Output each line of the listing that follows, with every character kept as it is.

----------------------------------------

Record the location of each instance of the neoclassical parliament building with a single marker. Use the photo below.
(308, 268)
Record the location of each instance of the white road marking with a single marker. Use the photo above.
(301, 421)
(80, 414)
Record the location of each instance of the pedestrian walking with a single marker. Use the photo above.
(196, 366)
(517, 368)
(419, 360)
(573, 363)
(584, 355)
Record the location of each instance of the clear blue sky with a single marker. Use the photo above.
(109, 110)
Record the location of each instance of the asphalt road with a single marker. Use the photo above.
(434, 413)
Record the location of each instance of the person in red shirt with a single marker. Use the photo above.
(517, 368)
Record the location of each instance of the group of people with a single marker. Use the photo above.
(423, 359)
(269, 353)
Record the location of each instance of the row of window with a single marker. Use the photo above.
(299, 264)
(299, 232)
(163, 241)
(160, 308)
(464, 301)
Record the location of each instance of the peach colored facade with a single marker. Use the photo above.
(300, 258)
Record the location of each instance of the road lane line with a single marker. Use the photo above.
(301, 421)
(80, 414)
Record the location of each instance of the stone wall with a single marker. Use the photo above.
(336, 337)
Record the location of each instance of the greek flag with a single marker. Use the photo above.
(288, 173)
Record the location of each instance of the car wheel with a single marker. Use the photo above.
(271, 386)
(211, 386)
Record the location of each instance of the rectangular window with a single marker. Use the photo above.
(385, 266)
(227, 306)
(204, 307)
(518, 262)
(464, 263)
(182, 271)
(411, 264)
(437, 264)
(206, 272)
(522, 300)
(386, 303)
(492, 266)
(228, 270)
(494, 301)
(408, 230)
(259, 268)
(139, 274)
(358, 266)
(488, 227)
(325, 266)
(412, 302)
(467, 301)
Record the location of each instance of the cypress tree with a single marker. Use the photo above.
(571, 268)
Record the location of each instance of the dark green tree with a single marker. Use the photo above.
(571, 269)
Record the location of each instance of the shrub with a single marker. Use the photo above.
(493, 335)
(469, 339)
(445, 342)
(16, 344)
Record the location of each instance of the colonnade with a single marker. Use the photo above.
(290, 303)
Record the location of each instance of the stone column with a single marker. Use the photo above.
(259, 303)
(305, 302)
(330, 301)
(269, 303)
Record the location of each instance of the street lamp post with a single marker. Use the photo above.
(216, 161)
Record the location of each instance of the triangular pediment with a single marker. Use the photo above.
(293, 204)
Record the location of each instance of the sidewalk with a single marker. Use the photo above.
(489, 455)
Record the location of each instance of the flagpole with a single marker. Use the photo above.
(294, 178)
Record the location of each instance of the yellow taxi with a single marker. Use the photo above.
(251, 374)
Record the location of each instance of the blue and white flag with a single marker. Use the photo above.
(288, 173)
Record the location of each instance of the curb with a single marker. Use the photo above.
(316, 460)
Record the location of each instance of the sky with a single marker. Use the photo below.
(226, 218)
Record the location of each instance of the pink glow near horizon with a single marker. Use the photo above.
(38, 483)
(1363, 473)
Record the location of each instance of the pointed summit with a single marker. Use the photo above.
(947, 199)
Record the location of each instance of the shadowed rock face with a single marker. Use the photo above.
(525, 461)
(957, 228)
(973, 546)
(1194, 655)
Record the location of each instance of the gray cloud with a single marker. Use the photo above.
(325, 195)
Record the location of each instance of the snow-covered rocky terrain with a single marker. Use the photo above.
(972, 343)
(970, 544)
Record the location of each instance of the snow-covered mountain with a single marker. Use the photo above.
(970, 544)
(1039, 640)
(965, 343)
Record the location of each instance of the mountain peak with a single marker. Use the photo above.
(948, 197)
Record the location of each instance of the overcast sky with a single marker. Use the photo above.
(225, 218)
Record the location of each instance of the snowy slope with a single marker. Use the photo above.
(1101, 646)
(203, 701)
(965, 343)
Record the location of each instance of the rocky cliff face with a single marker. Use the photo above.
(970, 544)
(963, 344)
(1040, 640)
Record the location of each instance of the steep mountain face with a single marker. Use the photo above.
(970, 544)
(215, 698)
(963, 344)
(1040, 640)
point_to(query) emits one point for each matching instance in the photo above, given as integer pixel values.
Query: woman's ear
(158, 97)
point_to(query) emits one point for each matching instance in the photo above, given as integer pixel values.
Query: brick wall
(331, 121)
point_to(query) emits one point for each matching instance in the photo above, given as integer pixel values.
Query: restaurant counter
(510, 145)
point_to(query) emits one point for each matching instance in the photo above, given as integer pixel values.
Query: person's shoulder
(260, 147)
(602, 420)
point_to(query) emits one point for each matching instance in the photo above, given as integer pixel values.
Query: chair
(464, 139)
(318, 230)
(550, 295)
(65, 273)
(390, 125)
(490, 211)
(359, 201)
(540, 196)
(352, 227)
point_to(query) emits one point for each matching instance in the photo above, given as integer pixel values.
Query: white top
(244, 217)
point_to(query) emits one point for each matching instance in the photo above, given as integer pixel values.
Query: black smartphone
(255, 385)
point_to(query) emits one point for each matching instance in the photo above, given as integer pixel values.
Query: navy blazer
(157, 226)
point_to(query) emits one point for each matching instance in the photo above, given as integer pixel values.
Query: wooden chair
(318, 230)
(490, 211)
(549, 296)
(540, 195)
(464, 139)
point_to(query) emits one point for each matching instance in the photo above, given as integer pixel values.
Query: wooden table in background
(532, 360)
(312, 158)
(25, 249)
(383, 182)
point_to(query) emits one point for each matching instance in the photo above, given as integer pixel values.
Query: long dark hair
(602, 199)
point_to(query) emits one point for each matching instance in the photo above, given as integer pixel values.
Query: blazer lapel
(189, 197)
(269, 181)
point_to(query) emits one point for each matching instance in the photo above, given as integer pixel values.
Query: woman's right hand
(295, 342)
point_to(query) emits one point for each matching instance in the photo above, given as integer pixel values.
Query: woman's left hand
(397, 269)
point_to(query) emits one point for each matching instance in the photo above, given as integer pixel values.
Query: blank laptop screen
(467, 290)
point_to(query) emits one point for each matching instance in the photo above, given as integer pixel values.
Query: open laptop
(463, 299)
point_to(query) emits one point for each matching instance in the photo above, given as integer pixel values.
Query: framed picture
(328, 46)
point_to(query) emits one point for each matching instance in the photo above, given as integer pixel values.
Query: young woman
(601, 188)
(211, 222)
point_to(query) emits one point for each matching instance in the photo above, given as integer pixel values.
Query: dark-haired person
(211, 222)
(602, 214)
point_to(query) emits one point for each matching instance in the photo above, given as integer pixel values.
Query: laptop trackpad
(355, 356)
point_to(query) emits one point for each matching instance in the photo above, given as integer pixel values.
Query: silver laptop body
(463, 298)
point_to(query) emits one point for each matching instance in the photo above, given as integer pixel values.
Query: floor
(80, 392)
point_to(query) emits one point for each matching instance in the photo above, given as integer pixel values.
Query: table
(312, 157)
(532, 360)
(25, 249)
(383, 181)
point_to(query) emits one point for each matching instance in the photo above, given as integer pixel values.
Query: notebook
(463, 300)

----------------------------------------

Answer to the problem>
Record the location of each instance of the neoclassical parliament building with a single marker. Use the photo below.
(308, 268)
Record the location of each instance of the white road marking with a single marker. Use the photo above.
(301, 421)
(80, 414)
Record the location of each instance of the pedestrian walking with a single marker. Use the photo above.
(196, 366)
(517, 368)
(419, 360)
(573, 363)
(584, 355)
Record the location of each instance of the clear blue sky with a single marker. Use the photo above.
(109, 110)
Record the location of each instance of the asphalt road with a single marker. Use the photo above.
(434, 413)
Record the location of each instance of the person in red shirt with a single marker. Use the photo above.
(517, 368)
Record the location of each instance of the group of people with a single marker. Use the photo above.
(423, 359)
(269, 353)
Record the location of each instance of the row of window with a single marker. Use the photo above.
(299, 264)
(299, 232)
(163, 241)
(160, 308)
(464, 301)
Record the location of each instance of the peach colored facade with a single marker. Use the photo above.
(300, 258)
Record the location of each instance of the road lane line with a single marker. Use the photo above.
(301, 421)
(80, 414)
Record the location of each instance of the stone wall with a single marker. Use the photo above.
(336, 337)
Record the location of each instance of the greek flag with a single marker. Use the photo above.
(288, 173)
Record the location of each instance of the car wheel with a single marker. Use the photo above.
(271, 386)
(211, 386)
Record the location of each instance of the rectangular window with a single marker. Use the photo above.
(385, 266)
(227, 306)
(204, 307)
(518, 262)
(464, 263)
(182, 271)
(411, 264)
(437, 264)
(206, 272)
(522, 300)
(386, 303)
(492, 266)
(228, 270)
(494, 301)
(408, 230)
(259, 268)
(139, 274)
(358, 266)
(488, 227)
(325, 266)
(412, 302)
(467, 301)
Record the location of each instance of the cypress tree with a single marker. Use the photo above.
(571, 268)
Record the location of each instance of the dark green tree with a single marker. Use the photo above.
(571, 269)
Record the location of each instance of the shrub with a single marker. Use the photo above.
(493, 335)
(469, 339)
(445, 342)
(16, 344)
Record the location of each instance of the colonnade with a single marker. Use the photo above.
(290, 303)
Record the location of each instance of the stone column with a single marker. Use the photo above.
(259, 303)
(305, 302)
(330, 301)
(269, 303)
Record the location of each instance of the street lamp post with a single marker. Use the photo above.
(216, 161)
Record the location of each instance of the triangular pediment with a single marker. Use the photo above.
(293, 204)
Record the location of each instance of the sidewalk with a single marker. Use the photo above.
(489, 455)
Record the location of each instance of the flagpole with a single marker. Use the photo above.
(294, 178)
Record the location of each instance of the yellow taxi with a single marker. Use the photo above.
(251, 374)
Record the location of each instance of the blue and white flag with a single marker. Use the photo above.
(288, 173)
Record the location of each instance of the curb with a single marker. Use the photo above.
(316, 460)
Record the location of each instance of the sky with a single marker. Use the photo below.
(226, 218)
Record the location of each instance of the pink glow near horizon with a single marker. Use the photo above.
(38, 483)
(1363, 473)
Record the location of each instance of the pointed summit with a single marker. Use the photo above.
(947, 199)
Record the location of each instance of the shadowed rock face with a single marker. Use the photo above.
(525, 461)
(957, 228)
(973, 546)
(1194, 655)
Record the location of each instance of the gray cloud with a single marker. Use the photo above.
(325, 195)
Record the location of each instance of the snow-covered rocky terrain with a single marker. Use the photo above.
(972, 343)
(970, 544)
Record the location of each instance of the snow-covered mountain with a single marker. Use the photo above.
(970, 544)
(1039, 640)
(965, 343)
Record the location of each instance of the mountain peak with a single marker. Use the photo above.
(948, 197)
Record the location of each instance of the overcast sky with a single marker. Use the photo above.
(225, 218)
Record the location of each instance of the snowy slope with a single marker. Use the photo above.
(1101, 646)
(203, 701)
(965, 343)
Record the location of each instance of the rocky cliff face with a single marker. Use the photo above.
(970, 544)
(963, 344)
(1040, 640)
Record the location of each instance of the steep mountain face with a single marker. Use the photo above.
(970, 544)
(215, 698)
(963, 344)
(1040, 640)
point_to(query) emits one point for each matching instance in the photo above, given as integer pixel values.
Query: woman's ear
(158, 97)
point_to(query) emits one point for each matching instance in the photo above, given as integer pixel values.
Query: brick wall
(331, 121)
point_to(query) emits one point for each matching instance in the photo above, given as integer pixel values.
Query: restaurant counter
(510, 145)
point_to(query) emits one point for each matching instance in the photo above, given as integer pixel values.
Query: person's shoulder
(260, 147)
(602, 420)
point_to(query) emits one point for each matching instance in the photo above, given as integer pixel values.
Query: chair
(464, 139)
(318, 230)
(550, 295)
(65, 273)
(390, 125)
(490, 211)
(359, 201)
(540, 196)
(352, 227)
point_to(query) emits one point for each matching instance in the photo above, given as integer pixel values.
Query: white top
(244, 217)
point_to(query) emits one point for each matching instance in the photo above, given as integer pixel values.
Query: black smartphone
(255, 385)
point_to(query) emits one point for each matching instance in the photo above, given as integer pixel values.
Query: navy blazer
(157, 226)
point_to(query) emits one point for each matching instance in the photo above, given as integer pixel values.
Query: wooden chair
(318, 230)
(490, 211)
(549, 296)
(540, 195)
(464, 139)
point_to(query) emits one point for each matching instance in the photo above, given as integer pixel values.
Query: wooden table in background
(532, 360)
(312, 158)
(25, 249)
(383, 182)
point_to(query) emits one point for each matching instance in the photo above, given as integer pixel values.
Query: long dark hair
(602, 199)
point_to(query) emits one point for each matching instance in the photo above, given as integer pixel values.
Query: blazer lapel
(189, 197)
(269, 181)
point_to(query) emits one point for each matching instance in the photo above, given as integer pixel values.
Query: woman's right hand
(295, 342)
point_to(query) emits one point for each matching instance in the photo above, given as integer pixel values.
Query: woman's left hand
(397, 269)
point_to(query) emits one point for each matching instance in the photo above, given as integer pixel values.
Query: blank laptop screen
(467, 290)
point_to(query) emits one point for each matching instance in the photo above, given as integer pixel values.
Query: open laptop
(463, 299)
point_to(query) emits one point for each matching instance in the photo above, given as integer pixel values.
Query: framed picture
(328, 46)
point_to(query) emits one point for each matching instance in the photo above, given as integer pixel values.
Query: young woman
(601, 188)
(211, 222)
point_to(query) emits one point for each matching instance in the photo above, given as integer pixel values.
Query: dark-haired person
(211, 222)
(602, 214)
point_to(query) emits one point for each matching instance in the photo above, given as integer pixel values.
Query: laptop trackpad
(355, 356)
point_to(query) emits one point for each matching instance in the photo above, given as integer pixel values.
Query: silver laptop body
(463, 298)
point_to(query) emits one point for each matching instance in the photo above, given as integer pixel values.
Query: floor
(80, 392)
point_to(query) emits one point for each matching instance in the photo above, given as integer pixel values.
Query: table
(312, 157)
(532, 360)
(25, 249)
(383, 181)
point_to(query) emits one point for each matching instance in the photo above, given as integer pixel values.
Query: notebook
(463, 300)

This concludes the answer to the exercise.